Understand web server concurrency models with examples in Python

Category: programming


In this post we will explore single linear process, multi-processing and multi-threading and epoll as different models for web server concurrency in Python.

First comes with the easiest model: linear model. This does not even count as a one “concurrency” level but we have it here just for completeness’ sake.

import socket

response = 'HTTP/1.1 200 OK\r\nConnection: Close\r\nContent-Length: 11\r\n\r\nHello world'

server = socket.socket()
server.bind(('0.0.0.0', 9527))
server.listen(1024)

while True:
    client, addr = server.accept()
    request = client.recv(1024)
    client.send(response)
    client.close()

Benchmark its performance with ab with ab -n 100000 -c 8 http://localhost:9527/.

Time taken for tests:   5.230 seconds

Since we know that recv() is definitely blocking and send() is half-blocking(it is supposed to be a blocking call as well, however, for sending data, as long as the process puts the response–if it is short enough–to the OUT buffer the function can return directly. So it is not entirely blocking in practice), we tend to have multiple processes to handle. Ideally we should have one process for each request handling–but forking a request is so expensive and soon we will hit the memory limit. So we go with preforking strategy. Here is the code.

import socket
import multiprocessing

response = 'HTTP/1.1 200 OK\r\nConnection: Close\r\nContent-Length: 11\r\n\r\nHello world'

server = socket.socket()
server.setsockopt(socket.SOL_SOCKET, socket.SO_REUSEADDR, 1)
server.bind(('0.0.0.0', 9527))
server.listen(1024)


def handler():
    while True:
        client, addr = server.accept()
        request = client.recv(1024)
        client.send(response)
        client.close()

for _  in range(8):
    process = multiprocessing.Process(target=handler, args=())
    process.start()
Time taken for tests:   5.584 seconds

If it was because of Python’s GIL, threading would be great as threads are light weighted processes. This is code snippet for threading model. However we can see that because of GIL and time spent on queuing, the performance is really bad in this case.

import Queue
import socket
import threading

response = 'HTTP/1.1 200 OK\r\nConnection: Close\r\nContent-Length: 11\r\n\r\nHello world'

server = socket.socket()
server.setsockopt(socket.SOL_SOCKET, socket.SO_REUSEADDR, 1)
server.bind(('0.0.0.0', 9527))
server.listen(1024)


def handler(queue):
    while True:
        client = queue.get()
        request = client.recv(1024)
        client.send(response)
        client.close()

queue = Queue.Queue()
for _  in range(8):
    thread = threading.Thread(target=handler, args=(queue,))
    thread.daemon = True
    thread.start()


while True:
    client, addr = server.accept()
    queue.put(client)
Time taken for tests:   16.346 seconds

Well, since we know that servers are blocking by nature–what if we can handle it as non-blocking IO and only acknowledge when there is an event. First we have select and then poll and later epoll for this purpose. Let’s see how to code it.

import select
import socket

response = 'HTTP/1.1 200 OK\r\nConnection: Close\r\nContent-Length: 11\r\n\r\nHello world'

server = socket.socket(socket.AF_INET, socket.SOCK_STREAM)

__DATA FOR THE TASK__:
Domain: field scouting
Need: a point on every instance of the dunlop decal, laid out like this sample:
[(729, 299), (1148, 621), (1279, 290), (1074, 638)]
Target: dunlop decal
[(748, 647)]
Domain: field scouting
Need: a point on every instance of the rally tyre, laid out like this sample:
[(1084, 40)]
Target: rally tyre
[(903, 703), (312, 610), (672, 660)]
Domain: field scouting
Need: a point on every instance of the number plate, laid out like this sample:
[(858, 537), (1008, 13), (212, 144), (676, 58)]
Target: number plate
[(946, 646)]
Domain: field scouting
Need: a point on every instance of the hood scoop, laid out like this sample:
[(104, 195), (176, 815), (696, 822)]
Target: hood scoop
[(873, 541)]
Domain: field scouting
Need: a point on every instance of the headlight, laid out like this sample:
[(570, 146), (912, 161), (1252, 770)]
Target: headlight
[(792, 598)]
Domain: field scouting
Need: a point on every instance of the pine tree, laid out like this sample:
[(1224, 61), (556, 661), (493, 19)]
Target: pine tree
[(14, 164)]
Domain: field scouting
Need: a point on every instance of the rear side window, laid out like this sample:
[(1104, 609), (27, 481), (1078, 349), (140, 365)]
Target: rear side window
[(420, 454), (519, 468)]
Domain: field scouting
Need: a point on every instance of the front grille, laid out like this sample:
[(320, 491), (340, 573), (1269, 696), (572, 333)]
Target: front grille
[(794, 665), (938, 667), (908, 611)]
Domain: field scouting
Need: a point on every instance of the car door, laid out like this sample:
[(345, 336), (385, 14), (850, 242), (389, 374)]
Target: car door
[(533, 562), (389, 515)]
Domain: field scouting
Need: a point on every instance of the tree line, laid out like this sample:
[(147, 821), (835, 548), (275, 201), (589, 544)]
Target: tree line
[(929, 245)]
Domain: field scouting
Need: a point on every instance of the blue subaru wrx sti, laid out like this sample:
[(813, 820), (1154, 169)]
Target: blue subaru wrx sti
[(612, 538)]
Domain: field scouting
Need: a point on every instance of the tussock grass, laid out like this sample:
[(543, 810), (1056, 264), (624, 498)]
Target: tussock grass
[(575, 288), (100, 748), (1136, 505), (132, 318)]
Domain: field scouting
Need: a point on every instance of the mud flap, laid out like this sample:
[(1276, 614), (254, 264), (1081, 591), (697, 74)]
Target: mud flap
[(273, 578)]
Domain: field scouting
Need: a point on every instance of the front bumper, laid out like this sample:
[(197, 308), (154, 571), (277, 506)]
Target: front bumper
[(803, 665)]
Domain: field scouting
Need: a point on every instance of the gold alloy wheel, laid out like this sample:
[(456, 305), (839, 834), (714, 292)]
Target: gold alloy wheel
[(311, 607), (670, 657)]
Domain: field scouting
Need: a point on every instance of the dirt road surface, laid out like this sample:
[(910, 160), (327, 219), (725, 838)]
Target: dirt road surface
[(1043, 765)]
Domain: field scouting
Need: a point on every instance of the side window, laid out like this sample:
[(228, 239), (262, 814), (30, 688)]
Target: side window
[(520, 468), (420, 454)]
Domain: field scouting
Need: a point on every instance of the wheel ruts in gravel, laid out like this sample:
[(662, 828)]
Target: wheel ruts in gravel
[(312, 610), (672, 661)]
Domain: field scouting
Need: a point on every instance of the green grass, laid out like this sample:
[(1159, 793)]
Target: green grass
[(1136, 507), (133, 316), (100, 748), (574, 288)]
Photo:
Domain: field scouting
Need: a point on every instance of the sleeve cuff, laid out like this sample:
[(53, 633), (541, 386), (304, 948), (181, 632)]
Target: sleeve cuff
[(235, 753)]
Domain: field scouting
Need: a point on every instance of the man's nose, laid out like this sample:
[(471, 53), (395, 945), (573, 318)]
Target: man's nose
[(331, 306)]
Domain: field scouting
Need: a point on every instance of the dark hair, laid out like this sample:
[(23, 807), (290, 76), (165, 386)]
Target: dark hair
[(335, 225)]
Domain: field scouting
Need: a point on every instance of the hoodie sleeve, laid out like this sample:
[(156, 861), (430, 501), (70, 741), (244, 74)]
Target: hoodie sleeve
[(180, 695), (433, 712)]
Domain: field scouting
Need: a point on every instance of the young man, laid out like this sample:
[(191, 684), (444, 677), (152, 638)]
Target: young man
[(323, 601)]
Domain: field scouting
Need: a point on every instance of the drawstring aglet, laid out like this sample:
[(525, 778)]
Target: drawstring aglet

__PROBLEM SET__:
1: Extract the passage of the post on Python web server concurrency from "thread.daemon = True" to "to code it.".
2: Copy the listing from its first line to the line with "[(873, 541)]", including both of those lines.

__RESULTS OF THE TASKS__:
1:
thread.daemon = True
    thread.start()


while True:
    client, addr = server.accept()
    queue.put(client)
Time taken for tests:   16.346 seconds

Well, since we know that servers are blocking by nature–what if we can handle it as non-blocking IO and only acknowledge when there is an event. First we have select and then poll and later epoll for this purpose. Let’s see how to code it.

2:
Domain: field scouting
Need: a point on every instance of the dunlop decal, laid out like this sample:
[(729, 299), (1148, 621), (1279, 290), (1074, 638)]
Target: dunlop decal
[(748, 647)]
Domain: field scouting
Need: a point on every instance of the rally tyre, laid out like this sample:
[(1084, 40)]
Target: rally tyre
[(903, 703), (312, 610), (672, 660)]
Domain: field scouting
Need: a point on every instance of the number plate, laid out like this sample:
[(858, 537), (1008, 13), (212, 144), (676, 58)]
Target: number plate
[(946, 646)]
Domain: field scouting
Need: a point on every instance of the hood scoop, laid out like this sample:
[(104, 195), (176, 815), (696, 822)]
Target: hood scoop
[(873, 541)]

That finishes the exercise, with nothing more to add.